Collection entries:
------

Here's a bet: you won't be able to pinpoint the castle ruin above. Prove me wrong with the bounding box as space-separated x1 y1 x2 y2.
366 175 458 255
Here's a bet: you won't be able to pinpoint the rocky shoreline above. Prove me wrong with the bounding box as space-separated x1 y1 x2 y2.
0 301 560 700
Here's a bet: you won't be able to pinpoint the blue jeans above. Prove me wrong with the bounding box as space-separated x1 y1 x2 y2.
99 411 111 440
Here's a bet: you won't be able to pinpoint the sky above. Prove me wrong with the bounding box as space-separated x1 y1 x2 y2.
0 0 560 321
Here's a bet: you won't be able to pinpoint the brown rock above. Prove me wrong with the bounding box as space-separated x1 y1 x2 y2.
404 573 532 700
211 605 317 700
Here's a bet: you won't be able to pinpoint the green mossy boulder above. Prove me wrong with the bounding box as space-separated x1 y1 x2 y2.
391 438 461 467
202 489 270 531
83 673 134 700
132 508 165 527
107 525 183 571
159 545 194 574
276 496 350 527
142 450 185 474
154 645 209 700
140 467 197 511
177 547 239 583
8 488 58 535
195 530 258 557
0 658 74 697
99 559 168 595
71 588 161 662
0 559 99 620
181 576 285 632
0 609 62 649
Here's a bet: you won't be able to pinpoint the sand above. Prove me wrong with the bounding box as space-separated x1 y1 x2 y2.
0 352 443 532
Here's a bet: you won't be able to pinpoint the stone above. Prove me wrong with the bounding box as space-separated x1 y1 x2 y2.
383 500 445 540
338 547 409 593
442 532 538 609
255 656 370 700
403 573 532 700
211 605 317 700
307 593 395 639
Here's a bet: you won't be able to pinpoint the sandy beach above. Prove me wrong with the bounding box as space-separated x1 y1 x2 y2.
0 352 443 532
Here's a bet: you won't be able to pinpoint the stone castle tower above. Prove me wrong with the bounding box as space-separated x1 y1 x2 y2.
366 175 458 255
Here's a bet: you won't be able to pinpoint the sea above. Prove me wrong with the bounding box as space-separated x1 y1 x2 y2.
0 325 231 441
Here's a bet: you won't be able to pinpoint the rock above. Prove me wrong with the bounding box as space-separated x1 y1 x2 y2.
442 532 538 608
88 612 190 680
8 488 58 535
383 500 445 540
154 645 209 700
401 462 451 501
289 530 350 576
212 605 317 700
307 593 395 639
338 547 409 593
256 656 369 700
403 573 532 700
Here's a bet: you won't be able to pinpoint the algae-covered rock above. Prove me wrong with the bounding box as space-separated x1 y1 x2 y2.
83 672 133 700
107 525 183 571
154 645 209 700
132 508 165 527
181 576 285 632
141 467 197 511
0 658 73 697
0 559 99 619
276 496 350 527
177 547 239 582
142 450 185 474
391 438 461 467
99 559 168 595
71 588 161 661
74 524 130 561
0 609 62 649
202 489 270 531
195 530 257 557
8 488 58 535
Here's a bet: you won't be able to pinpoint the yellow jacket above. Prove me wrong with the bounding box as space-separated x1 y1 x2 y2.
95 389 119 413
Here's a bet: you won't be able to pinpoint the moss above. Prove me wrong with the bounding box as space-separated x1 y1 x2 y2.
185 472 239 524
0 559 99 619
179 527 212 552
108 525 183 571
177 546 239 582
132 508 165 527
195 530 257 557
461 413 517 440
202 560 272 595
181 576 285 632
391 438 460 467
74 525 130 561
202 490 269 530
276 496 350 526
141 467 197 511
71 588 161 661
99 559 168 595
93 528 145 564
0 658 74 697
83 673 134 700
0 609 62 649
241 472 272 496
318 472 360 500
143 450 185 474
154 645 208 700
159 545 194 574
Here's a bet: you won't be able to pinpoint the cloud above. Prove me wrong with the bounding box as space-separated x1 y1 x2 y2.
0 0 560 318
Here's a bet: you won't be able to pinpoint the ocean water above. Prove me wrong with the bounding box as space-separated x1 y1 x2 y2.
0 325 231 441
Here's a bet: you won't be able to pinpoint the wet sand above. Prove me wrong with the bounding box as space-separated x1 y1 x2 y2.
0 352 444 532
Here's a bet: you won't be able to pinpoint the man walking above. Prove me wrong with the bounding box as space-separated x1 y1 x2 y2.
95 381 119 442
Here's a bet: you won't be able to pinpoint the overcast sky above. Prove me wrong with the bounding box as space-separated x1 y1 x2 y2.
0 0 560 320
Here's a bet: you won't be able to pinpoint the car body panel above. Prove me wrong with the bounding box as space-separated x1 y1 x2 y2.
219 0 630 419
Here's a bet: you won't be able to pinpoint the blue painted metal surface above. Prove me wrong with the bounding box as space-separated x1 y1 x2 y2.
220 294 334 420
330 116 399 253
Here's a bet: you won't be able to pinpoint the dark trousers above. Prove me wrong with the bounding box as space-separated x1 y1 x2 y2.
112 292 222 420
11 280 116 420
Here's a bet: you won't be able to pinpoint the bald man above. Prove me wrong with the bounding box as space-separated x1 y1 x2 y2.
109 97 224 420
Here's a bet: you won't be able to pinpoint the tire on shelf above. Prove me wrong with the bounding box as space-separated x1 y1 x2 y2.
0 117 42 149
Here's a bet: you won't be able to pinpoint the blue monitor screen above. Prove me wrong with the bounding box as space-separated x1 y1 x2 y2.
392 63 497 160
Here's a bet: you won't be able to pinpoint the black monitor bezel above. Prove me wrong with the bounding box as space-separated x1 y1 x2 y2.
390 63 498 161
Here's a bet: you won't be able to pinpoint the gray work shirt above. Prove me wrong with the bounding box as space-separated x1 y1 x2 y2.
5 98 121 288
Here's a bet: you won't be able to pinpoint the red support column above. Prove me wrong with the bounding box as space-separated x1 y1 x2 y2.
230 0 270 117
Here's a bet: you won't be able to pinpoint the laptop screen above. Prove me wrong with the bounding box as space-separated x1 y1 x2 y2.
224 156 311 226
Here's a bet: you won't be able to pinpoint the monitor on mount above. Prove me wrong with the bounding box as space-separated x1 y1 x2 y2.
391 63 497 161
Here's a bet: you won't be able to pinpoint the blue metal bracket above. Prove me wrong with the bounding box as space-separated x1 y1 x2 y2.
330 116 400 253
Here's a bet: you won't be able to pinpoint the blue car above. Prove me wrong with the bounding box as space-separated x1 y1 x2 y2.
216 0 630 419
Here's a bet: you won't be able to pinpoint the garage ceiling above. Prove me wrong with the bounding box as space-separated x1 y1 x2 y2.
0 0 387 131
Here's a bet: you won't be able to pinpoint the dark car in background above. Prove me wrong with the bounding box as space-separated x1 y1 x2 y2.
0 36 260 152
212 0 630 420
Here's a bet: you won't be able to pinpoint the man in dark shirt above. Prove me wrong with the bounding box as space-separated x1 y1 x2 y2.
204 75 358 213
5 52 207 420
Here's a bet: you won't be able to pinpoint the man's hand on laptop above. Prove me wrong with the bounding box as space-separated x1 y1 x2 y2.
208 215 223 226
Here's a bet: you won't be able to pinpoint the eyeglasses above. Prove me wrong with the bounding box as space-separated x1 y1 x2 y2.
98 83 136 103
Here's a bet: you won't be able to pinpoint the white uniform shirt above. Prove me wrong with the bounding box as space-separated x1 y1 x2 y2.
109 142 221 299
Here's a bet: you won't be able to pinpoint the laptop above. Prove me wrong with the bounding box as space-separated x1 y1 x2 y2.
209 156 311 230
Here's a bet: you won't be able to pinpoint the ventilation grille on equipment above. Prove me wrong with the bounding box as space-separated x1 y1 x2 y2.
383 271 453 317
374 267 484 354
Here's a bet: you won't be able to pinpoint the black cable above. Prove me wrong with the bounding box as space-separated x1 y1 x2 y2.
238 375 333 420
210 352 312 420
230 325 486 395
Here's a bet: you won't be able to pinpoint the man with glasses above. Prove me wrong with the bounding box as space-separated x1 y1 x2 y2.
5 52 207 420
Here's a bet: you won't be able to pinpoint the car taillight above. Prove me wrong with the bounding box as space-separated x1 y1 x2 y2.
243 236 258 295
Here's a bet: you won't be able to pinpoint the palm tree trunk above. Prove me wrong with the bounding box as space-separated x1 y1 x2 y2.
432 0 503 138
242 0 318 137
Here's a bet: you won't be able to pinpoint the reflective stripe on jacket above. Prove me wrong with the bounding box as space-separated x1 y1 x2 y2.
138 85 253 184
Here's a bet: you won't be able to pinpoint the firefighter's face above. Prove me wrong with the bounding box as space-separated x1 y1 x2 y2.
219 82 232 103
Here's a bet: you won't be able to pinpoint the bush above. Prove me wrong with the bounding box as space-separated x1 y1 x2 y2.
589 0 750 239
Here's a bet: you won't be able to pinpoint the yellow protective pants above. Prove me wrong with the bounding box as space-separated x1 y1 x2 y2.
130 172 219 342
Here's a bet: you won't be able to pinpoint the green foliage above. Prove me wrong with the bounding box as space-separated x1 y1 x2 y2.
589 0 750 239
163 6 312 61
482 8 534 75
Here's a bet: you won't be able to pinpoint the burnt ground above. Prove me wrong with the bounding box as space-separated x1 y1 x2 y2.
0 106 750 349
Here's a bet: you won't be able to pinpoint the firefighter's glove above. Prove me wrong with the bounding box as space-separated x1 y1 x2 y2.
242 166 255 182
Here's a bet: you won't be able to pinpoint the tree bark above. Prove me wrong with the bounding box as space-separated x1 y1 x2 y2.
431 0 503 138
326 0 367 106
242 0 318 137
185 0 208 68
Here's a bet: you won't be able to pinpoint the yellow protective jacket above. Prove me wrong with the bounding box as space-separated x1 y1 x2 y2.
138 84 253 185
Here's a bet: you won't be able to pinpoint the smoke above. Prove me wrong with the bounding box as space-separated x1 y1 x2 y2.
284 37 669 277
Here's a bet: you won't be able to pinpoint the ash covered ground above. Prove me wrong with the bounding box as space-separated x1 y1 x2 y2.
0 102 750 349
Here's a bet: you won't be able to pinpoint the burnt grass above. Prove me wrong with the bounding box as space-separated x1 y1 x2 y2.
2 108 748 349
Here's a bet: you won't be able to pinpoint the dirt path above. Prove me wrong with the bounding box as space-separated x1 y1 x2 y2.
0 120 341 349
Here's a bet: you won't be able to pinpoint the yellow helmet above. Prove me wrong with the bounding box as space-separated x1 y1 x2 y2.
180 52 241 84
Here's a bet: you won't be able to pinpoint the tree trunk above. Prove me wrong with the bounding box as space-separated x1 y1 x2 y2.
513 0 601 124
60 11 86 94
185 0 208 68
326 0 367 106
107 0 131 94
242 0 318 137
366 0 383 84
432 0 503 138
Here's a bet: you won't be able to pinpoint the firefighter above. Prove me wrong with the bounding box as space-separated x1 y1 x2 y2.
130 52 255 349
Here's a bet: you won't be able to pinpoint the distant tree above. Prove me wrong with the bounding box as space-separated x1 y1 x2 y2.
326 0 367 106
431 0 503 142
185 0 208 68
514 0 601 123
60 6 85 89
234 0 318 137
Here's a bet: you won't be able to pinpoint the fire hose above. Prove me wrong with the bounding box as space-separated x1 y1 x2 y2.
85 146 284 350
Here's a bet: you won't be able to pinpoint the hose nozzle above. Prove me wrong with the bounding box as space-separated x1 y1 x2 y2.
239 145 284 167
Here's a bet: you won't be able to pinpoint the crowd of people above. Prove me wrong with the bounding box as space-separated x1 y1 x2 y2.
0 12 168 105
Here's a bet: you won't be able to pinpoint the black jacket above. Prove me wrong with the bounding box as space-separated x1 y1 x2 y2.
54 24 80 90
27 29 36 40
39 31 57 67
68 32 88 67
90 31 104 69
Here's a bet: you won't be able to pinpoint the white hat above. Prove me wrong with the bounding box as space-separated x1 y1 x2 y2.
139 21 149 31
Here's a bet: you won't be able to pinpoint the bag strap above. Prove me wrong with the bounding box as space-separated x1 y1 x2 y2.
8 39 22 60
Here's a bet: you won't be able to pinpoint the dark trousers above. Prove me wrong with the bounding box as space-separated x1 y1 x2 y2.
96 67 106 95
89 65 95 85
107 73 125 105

------

**DIRECTION**
Scale the items between the lines holding "Here's a bet: you won't be able to pinpoint the tire" and "230 0 270 117", inclusive, by writing out every one of those lines again, wording lines too. Multiply each bounding box coordinate by 1.8 and round it to a whole number, with halves going up.

**RESPONSE**
Here's a bet: you won't be able to pinpoint the tire on shelf above. Prove me wrong with the bounding box as space-separated x1 y1 x2 y2.
0 211 76 268
Here's a bet: you won't be able to pinpoint the blue monitor screen above. Prove me wrong with the bounding box as space-separated x1 y1 x2 y2.
706 113 895 288
Here's a bet: you won't be able to pinpoint the black monitor bezel above. Prove me wrong with the bounding box as space-separated x1 y1 x2 y2.
702 113 896 290
Here's a bet: you won't be able to pinpoint the gray work shirt above. Prove me wrong with the bounding box as space-separated x1 y1 x2 y2.
9 176 218 518
Here's a bet: you won't be able to pinpoint the red support column above. Prove me wrong with the bounding box as space-separated x1 y1 x2 y2.
414 0 486 211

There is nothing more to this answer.